> _WHAT THE EXERCISE ASKS_:
Would you repeat every line of the material exactly?
==== RECORDED INFORMATION ====
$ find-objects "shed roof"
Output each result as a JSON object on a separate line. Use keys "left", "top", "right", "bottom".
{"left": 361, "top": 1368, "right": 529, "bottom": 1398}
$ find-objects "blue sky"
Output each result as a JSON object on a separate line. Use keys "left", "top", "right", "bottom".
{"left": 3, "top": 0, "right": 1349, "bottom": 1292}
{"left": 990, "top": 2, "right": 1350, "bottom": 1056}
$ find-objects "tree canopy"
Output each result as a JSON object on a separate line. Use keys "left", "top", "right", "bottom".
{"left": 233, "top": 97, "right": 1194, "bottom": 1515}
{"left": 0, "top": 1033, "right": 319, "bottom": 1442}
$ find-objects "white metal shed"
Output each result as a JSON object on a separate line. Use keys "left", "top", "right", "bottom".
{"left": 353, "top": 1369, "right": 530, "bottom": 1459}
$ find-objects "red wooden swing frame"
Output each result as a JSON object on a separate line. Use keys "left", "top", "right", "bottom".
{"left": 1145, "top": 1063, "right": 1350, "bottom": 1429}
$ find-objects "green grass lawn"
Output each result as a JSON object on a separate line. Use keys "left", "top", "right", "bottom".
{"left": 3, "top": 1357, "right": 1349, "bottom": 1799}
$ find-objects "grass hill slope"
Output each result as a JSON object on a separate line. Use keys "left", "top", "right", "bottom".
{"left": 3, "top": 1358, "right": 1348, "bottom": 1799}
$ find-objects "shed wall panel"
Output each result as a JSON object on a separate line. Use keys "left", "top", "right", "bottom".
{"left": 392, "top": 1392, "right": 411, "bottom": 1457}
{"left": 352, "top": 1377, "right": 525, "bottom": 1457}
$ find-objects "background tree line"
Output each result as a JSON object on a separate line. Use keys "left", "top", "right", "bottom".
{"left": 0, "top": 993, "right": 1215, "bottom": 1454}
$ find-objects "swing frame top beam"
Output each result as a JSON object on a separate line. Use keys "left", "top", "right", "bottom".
====
> _RESPONSE TO THIS EXERCISE_:
$ find-objects "shed roof"
Output each result as a JSON object on a separate line. Use keys "left", "top", "right", "bottom".
{"left": 361, "top": 1368, "right": 529, "bottom": 1398}
$ find-objects "blue sky"
Output each result as a JSON object on a separate line. Use keys "left", "top", "right", "bottom".
{"left": 3, "top": 0, "right": 1349, "bottom": 1292}
{"left": 990, "top": 2, "right": 1350, "bottom": 1056}
$ find-objects "tree canopy"
Output each result as a JSON object on a separate line. Use keys "left", "top", "right", "bottom".
{"left": 233, "top": 97, "right": 1194, "bottom": 1515}
{"left": 0, "top": 1033, "right": 319, "bottom": 1442}
$ find-objects "white metal shed"
Output each result as a JSON object on a separate line. Use keys "left", "top", "right", "bottom".
{"left": 353, "top": 1369, "right": 530, "bottom": 1459}
$ find-objects "red wooden swing frame"
Output each result as a JSON object on a separate line. Use keys "left", "top", "right", "bottom".
{"left": 1145, "top": 1063, "right": 1350, "bottom": 1429}
$ find-objects "green grass lawn"
Output each result as a JSON object on a separate line. Use keys "left", "top", "right", "bottom".
{"left": 3, "top": 1357, "right": 1349, "bottom": 1799}
$ find-objects "grass hill slope"
Output each result as a JSON object on a separate line. Use keys "left", "top", "right", "bottom".
{"left": 3, "top": 1358, "right": 1348, "bottom": 1799}
$ find-objects "shed wall panel"
Output each result as a JSON object on a separate line. Use keys "left", "top", "right", "bottom".
{"left": 392, "top": 1392, "right": 411, "bottom": 1457}
{"left": 352, "top": 1377, "right": 525, "bottom": 1457}
$ find-objects "background tree line"
Output each result as a JSON object on a separate line. Use keys "left", "top", "right", "bottom".
{"left": 0, "top": 993, "right": 1215, "bottom": 1454}
$ find-objects "swing frame top beam"
Output each result as a JSON object on a separate line. Use keys "left", "top", "right", "bottom".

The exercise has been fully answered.